DOCUMENT SECTION:

Why is it so difficult to find items of interest on the Internet or the World Wide Web? A number of well-designed locator services, such as Lycos [http://lycos.cs.cmu.edu/] , are now available that automatically index many of the resources available on the Web and maintain up-to-date databases of locations. But indexes are most useful in small collections within a given domain. As the scope of their coverage expands, indexes succumb to problems of large retrieval sets and problems of cross disciplinary semantic drift. Richer records, created by content experts, are necessary to improve search and retrieval. Formal standards such as the TEI Header and MARC cataloging) will provide the necessary richness, but such records are time consuming to create and maintain, and hence may be created for only the most important resources.

An alternative solution that promises to mediate these extremes involves the creation of a record that is more informative than an index entry but is less complete than a formal cataloging record. If only a small amount of human effort were required to create such records, more objects could be described, especially if the author of the resource could be encouraged to create the description. And if the description followed an established standard, only the creation of the record would require human intervention; automated tools could discover these descriptions and collect them.

Can a simple metadata record be defined that sufficiently describes a wide range of electronic objects? The Online Computer Library Center (OCLC) and the National Center for Supercomputing Applications (NCSA) convened the invitational Metadata Workshop on March 1-3, 1995, in Dublin, Ohio to address this issue. Fifty-two librarians, archivists, humanities scholars and geographers, as well as standards makers in the Internet, Z39.50 and Standard Generalized Markup Language (SGML) communities, met to identify the scope of the problem, to achieve consensus on a list of metadata elements that would yield simple descriptions of data in a wide range of subject areas, and to lay the groundwork for achieving further progress in the definition of metadata elements that describe electronic information.

Goals

Goals of the workshop included fostering a common understanding of the problems and potential solutions among the stakeholders and promoting a consensus on a core set of metadata elements to describe networked resources.

Scope

Since the Internet contains more information than professional abstractors, indexers and catalogers can manage using existing methods and systems, it was agreed that a reasonable alternative way to obtain usable metadata for electronic resources is to give authors and information providers a means to describe the resources themselves. The major task of the Metadata Workshop was to identify and define a simple set of elements for describing networked electronic resources. To make this task manageable, it was limited in two ways. First, only those elements necessary for the discovery of the resource were considered. It was believed that resource discovery is the most pressing need that metadata can satisfy, and one that would have to be satisfied regardless of the subject matter or internal complexity of the object.

SET PROBLEM 1:
For each statement, say whether it agrees with the metadata workshop passage, and quote the passage's deciding words. (a) The workshop met in Dublin, Ohio, in March 1995. (b) Indexes work best in large collections that span many domains. (c) The workshop considered only the elements needed to discover a resource.
The metadata workshop passage and the listing that follows have no connection to each other.

RECORDS SHOWN:
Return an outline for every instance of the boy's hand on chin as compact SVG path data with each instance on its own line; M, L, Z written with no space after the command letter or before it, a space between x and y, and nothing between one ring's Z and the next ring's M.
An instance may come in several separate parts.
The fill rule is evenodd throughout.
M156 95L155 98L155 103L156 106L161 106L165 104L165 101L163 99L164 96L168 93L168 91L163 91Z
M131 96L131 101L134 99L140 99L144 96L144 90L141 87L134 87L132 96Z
--
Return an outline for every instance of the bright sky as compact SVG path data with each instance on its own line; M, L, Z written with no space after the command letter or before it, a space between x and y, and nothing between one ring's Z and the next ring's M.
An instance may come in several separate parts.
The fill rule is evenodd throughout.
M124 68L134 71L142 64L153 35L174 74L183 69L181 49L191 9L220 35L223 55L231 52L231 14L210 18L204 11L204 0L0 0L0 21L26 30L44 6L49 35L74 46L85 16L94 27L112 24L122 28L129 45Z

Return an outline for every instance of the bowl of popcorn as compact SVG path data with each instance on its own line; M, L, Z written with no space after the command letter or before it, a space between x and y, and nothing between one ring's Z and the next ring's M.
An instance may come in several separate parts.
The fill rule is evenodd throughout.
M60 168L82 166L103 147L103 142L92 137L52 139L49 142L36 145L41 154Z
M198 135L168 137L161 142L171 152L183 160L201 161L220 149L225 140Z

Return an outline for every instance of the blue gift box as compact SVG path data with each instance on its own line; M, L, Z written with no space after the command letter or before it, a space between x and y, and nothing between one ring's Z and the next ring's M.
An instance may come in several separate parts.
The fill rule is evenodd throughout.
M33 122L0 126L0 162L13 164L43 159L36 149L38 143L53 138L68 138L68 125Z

SET PROBLEM 2:
Print verbatim the stretch of the listing from the line containing "Return an outline for every instance of the bowl" through the line containing "M198 135L168 137L161".

EXERCISE SOLUTION 1:
(a) Yes: "convened the invitational Metadata Workshop on March 1-3, 1995, in Dublin, Ohio"
(b) No: "indexes are most useful in small collections within a given domain"
(c) Yes: "only those elements necessary for the discovery of the resource were considered"

EXERCISE SOLUTION 2:
Return an outline for every instance of the bowl of popcorn as compact SVG path data with each instance on its own line; M, L, Z written with no space after the command letter or before it, a space between x and y, and nothing between one ring's Z and the next ring's M.
An instance may come in several separate parts.
The fill rule is evenodd throughout.
M60 168L82 166L103 147L103 142L92 137L52 139L49 142L36 145L41 154Z
M198 135L168 137L161 142L171 152L183 160L201 161L220 149L225 140Z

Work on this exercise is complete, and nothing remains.